# Information given:
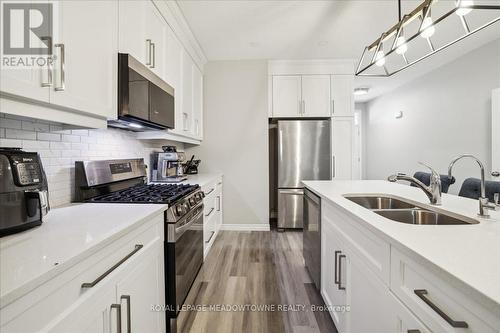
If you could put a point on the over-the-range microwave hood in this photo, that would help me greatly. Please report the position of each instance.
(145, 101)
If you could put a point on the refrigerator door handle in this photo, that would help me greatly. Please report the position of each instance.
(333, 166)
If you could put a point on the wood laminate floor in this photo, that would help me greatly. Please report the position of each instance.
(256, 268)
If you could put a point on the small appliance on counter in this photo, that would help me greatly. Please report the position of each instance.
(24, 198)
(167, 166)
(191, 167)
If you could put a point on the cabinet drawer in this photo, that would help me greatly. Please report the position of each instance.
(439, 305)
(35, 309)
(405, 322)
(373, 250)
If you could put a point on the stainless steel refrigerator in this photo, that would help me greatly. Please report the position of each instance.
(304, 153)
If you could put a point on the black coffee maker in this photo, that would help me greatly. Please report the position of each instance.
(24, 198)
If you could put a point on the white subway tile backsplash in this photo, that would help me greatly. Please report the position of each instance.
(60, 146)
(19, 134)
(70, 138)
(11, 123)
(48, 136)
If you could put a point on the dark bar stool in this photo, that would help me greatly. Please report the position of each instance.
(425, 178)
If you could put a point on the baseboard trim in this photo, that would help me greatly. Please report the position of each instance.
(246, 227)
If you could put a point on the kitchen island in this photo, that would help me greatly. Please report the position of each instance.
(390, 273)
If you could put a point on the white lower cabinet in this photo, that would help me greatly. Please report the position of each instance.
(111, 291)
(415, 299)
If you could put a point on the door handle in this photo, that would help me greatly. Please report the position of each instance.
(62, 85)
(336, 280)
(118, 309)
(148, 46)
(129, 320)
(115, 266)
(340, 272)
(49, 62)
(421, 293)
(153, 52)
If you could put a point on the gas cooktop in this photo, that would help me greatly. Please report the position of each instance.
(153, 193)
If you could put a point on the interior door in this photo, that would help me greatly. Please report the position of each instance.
==
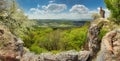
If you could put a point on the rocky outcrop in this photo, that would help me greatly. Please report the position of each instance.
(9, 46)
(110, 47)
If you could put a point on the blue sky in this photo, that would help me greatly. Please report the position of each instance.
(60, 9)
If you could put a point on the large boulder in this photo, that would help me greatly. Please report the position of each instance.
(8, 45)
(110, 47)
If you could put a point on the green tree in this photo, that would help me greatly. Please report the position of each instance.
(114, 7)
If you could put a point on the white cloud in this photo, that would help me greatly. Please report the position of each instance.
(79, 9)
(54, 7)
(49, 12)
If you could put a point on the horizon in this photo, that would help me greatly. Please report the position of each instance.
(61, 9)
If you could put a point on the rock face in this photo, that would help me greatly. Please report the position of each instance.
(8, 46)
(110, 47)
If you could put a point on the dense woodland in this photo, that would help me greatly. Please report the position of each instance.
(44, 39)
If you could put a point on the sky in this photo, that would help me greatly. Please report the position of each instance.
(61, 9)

# Exercise requirements:
Considering only the material above, set down every line from the one with "If you could put a point on the white subway" to the one with "If you could put a point on the interior", inclusive, exactly as written.

# Result below:
If you could put a point on the white subway tile backsplash in this photo, that would help me greatly. Please report the position of each instance.
(60, 146)
(19, 134)
(70, 138)
(11, 123)
(48, 136)
If you could put a point on the dark bar stool in this photo, that would help me greatly. Please report the position of each instance.
(425, 178)
If you could put a point on the baseboard trim in this photo, that would help me greatly. Please report the position of each instance.
(246, 227)
If you could put a point on the kitchen island in this photo, that would help me greatly. Please report the position of each instance.
(390, 273)
If you could put a point on the white lower cabinet in this photo, that would help me greatly. Please report the position of each instance.
(111, 291)
(415, 299)
If you could put a point on the door handle in this photo, that would help me greatly. Please report the position of each instance.
(62, 85)
(336, 280)
(118, 309)
(148, 46)
(129, 320)
(115, 266)
(340, 272)
(49, 62)
(421, 293)
(153, 52)
If you could put a point on the gas cooktop in this photo, that would help me greatly. Please report the position of each instance.
(153, 193)
If you could put a point on the interior door in this photo, that would help me greatly. Please report the position of each instance.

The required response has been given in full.